Extract:
---
8. Reimbursement to a Portfolio
If in any fiscal year the aggregate operating expenses of a Portfolio (including fees pursuant to this Agreement, but excluding interest, taxes, brokerage expenses and distribution expenses and, if permitted by state securities commissions, extraordinary expenses) exceed the expense limitation imposed by any state having jurisdiction over the Portfolio, Xxxxx will reimburse the Portfolio for such excess expense. Such expense reimbursement, if any, will be estimated, reconciled and paid on a monthly basis.
---
Work to complete:
1 – List every category of expense that the reimbursement clause excludes from a Portfolio's aggregate operating expenses.
2 – Answer the following questions using the reimbursement clause:
(a) Which fees does the clause explicitly include in the aggregate operating expenses?
(b) Over what period are a Portfolio's aggregate operating expenses measured against the expense limitation?
(c) How frequently is any expense reimbursement estimated, reconciled and paid?
3 – Translate the following sentence from the reimbursement clause into French: "Such expense reimbursement, if any, will be estimated, reconciled and paid on a monthly basis."
---
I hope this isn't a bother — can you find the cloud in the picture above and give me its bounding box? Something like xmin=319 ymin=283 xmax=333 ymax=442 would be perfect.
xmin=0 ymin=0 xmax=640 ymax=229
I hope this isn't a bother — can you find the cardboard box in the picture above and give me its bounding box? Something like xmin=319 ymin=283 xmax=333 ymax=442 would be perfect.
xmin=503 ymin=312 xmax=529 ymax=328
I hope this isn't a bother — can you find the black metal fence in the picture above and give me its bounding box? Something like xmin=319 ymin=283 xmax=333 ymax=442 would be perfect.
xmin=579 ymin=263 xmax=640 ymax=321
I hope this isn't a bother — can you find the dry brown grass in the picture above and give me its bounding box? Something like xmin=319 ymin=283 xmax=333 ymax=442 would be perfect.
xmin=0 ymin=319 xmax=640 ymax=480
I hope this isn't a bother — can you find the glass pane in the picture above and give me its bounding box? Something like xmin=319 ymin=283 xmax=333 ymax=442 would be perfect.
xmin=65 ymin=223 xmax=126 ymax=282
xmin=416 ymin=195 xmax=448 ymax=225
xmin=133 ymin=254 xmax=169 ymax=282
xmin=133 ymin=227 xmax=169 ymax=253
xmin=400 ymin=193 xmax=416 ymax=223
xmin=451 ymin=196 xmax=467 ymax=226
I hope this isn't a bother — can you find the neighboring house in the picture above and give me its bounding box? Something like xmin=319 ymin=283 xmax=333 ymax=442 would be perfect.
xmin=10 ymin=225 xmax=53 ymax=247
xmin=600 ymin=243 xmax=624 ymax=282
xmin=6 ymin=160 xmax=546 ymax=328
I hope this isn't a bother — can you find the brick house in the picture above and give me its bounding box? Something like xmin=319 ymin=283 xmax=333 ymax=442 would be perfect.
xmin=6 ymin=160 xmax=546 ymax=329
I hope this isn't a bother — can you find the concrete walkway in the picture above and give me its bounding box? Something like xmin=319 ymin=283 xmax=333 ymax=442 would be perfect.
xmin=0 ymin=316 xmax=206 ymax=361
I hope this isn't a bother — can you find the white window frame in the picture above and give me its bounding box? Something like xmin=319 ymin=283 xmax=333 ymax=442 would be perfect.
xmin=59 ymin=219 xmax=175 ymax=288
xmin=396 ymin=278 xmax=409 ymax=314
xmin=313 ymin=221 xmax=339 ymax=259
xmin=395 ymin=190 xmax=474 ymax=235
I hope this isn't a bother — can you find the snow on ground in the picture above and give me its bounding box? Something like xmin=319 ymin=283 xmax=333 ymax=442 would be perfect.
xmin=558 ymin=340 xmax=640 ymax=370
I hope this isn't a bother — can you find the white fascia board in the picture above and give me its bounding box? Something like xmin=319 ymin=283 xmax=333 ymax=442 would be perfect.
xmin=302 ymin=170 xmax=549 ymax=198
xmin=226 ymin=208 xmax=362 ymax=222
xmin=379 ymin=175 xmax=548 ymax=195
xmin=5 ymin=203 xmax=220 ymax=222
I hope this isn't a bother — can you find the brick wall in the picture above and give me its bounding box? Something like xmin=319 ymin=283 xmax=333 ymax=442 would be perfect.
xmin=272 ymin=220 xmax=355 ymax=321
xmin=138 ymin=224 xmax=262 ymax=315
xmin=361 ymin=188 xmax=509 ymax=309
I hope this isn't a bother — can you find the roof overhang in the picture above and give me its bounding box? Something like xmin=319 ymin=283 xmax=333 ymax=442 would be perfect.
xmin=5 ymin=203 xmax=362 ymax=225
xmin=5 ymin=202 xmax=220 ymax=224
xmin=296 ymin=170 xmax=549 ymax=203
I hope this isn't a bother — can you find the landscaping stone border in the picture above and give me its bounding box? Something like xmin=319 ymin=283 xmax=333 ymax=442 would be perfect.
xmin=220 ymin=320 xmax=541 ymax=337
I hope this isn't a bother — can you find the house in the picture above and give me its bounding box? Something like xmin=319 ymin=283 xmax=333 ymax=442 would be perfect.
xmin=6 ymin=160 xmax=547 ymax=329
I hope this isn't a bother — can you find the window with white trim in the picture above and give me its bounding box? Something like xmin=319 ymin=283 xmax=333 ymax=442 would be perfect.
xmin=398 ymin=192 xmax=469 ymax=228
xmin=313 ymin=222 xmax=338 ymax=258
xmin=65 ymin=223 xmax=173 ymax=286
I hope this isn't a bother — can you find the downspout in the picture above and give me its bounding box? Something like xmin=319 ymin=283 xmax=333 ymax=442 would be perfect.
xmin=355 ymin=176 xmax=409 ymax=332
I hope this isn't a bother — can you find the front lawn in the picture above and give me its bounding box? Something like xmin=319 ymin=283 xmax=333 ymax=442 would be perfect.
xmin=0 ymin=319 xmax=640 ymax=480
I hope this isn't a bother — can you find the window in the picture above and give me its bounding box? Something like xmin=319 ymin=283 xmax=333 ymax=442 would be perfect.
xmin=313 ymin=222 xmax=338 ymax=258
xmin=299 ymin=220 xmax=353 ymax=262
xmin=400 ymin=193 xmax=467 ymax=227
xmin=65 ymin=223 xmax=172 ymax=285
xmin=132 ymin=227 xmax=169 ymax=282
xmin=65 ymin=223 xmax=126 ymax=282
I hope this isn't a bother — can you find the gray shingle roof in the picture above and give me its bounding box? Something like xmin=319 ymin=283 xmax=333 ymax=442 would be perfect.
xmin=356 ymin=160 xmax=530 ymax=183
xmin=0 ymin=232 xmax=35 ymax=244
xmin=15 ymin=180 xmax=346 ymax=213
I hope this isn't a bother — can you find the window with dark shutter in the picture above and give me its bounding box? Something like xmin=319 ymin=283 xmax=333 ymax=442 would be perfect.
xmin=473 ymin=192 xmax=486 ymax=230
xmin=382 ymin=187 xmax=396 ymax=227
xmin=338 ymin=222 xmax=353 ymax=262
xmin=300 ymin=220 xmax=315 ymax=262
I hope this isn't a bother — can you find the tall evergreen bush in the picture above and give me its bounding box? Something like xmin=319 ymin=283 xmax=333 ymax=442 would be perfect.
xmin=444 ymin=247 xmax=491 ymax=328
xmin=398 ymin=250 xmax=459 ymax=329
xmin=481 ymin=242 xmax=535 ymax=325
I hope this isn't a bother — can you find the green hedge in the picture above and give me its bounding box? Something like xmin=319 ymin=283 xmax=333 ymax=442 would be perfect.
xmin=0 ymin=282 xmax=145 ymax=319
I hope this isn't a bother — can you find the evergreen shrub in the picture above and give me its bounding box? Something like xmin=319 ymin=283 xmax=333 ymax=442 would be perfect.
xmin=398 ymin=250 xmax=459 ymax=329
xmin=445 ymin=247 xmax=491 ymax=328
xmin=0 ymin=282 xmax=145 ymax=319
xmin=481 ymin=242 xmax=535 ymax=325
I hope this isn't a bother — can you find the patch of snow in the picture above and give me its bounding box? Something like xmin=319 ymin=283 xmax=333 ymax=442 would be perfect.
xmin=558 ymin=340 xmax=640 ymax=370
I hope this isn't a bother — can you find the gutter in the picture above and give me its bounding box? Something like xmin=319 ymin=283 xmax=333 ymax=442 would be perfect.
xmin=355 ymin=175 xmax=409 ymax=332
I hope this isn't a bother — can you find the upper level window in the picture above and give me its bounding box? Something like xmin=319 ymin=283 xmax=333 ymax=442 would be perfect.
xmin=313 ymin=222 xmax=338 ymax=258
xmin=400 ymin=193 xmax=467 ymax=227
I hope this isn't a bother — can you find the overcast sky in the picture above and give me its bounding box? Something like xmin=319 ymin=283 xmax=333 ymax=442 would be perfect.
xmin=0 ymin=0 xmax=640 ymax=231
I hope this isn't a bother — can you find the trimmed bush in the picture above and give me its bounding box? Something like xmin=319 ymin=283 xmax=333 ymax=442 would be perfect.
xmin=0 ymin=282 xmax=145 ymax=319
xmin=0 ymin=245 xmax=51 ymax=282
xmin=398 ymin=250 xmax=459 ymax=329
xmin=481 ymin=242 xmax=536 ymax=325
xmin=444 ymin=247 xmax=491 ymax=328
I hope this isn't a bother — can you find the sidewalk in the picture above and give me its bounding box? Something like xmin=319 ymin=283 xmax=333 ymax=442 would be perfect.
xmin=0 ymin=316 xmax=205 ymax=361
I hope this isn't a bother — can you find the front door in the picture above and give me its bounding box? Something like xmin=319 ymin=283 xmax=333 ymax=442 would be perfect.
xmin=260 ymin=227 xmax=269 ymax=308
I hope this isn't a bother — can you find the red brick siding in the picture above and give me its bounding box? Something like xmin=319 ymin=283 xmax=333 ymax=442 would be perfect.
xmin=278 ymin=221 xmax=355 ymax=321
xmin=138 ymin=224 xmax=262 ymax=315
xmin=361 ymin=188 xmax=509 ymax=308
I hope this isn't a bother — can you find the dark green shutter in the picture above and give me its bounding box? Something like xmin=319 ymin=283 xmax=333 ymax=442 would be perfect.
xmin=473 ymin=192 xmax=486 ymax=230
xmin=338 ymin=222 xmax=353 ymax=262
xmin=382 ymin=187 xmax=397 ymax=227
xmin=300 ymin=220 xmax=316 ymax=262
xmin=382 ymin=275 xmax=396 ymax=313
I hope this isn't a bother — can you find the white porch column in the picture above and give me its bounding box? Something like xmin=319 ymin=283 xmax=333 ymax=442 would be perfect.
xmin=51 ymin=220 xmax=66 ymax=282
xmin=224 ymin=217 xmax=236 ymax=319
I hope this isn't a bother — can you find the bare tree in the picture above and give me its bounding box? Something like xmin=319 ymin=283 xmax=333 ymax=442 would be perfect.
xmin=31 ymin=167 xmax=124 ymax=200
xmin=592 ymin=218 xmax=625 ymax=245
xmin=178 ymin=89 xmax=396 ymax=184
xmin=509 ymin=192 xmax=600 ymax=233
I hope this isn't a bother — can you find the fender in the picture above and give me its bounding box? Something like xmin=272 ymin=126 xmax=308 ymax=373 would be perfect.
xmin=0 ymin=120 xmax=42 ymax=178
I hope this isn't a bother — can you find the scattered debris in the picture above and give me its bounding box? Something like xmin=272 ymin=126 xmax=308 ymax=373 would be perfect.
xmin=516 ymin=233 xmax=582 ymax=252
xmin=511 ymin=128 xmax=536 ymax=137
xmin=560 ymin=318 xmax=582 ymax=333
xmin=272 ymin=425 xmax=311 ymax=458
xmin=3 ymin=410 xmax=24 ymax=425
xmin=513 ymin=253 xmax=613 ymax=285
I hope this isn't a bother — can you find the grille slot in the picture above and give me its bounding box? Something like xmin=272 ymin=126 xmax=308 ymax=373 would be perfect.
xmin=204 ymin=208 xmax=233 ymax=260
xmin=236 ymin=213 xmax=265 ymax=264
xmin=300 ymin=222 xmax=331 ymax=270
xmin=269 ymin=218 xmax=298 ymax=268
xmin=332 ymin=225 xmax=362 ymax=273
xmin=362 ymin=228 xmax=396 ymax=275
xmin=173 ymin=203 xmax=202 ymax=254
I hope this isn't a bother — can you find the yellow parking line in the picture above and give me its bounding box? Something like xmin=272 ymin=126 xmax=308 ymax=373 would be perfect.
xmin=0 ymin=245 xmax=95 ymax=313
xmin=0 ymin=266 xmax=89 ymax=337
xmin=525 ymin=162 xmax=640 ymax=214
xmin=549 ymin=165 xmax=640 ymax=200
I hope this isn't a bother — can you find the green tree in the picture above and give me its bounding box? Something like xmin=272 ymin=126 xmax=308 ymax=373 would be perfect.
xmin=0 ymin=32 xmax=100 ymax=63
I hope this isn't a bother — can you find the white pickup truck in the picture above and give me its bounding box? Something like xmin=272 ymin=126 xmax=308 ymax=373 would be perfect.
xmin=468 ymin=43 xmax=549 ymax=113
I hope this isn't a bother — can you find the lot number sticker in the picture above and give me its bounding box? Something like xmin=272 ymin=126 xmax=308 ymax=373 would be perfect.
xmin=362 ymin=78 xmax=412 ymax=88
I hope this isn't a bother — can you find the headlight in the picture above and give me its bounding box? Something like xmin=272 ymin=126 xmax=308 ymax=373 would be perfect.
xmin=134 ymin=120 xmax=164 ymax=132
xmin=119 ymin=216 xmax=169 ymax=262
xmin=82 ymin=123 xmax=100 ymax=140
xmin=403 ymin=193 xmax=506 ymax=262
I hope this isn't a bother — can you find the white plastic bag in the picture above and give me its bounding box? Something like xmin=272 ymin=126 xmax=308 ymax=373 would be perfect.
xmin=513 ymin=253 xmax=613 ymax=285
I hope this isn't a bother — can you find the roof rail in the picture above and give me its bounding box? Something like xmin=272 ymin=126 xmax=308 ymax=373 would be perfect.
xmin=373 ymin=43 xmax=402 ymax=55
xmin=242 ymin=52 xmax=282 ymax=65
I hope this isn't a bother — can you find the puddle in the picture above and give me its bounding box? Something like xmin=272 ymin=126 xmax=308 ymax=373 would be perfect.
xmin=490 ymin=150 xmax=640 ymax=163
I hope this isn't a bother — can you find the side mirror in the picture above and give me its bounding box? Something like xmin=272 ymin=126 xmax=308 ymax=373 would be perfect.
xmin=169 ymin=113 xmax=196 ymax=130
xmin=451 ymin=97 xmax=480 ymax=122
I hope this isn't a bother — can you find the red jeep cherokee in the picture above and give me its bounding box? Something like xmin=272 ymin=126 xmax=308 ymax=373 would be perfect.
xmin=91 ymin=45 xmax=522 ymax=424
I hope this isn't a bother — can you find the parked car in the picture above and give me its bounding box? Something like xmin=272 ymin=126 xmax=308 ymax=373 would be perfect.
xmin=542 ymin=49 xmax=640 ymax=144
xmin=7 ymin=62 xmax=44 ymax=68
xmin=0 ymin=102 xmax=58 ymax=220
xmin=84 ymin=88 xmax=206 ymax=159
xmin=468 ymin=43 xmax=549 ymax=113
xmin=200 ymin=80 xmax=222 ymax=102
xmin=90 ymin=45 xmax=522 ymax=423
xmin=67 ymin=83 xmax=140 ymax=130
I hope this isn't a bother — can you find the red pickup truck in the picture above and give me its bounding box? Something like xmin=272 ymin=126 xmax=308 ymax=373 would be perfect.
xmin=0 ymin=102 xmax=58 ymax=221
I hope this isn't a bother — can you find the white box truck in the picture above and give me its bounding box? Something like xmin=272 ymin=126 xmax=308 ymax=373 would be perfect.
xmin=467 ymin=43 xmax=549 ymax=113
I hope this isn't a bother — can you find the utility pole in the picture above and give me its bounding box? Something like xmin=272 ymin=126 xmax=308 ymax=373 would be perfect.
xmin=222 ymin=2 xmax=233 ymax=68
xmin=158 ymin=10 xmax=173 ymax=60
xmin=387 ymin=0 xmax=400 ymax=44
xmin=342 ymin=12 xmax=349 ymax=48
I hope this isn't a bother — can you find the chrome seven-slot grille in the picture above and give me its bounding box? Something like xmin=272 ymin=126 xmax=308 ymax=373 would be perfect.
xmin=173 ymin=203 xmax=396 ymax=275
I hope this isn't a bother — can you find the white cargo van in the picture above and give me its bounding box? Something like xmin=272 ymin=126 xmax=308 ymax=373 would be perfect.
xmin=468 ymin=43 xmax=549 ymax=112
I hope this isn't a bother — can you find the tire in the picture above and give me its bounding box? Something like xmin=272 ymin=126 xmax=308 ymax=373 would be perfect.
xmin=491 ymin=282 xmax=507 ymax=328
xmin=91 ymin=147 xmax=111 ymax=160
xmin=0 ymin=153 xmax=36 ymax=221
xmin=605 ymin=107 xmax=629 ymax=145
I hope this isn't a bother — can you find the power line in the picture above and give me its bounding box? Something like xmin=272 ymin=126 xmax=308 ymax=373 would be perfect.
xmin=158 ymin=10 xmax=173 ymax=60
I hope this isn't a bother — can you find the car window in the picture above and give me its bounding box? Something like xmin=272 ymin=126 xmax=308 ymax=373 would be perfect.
---
Written responses:
1 –
- Interest
- Taxes
- Brokerage expenses
- Distribution expenses
- Extraordinary expenses, if permitted by state securities commissions

2 –
(a) Fees pursuant to this Agreement.
(b) Any fiscal year.
(c) Monthly.

3 – Le remboursement de ces dépenses, le cas échéant, sera estimé, rapproché et versé sur une base mensuelle.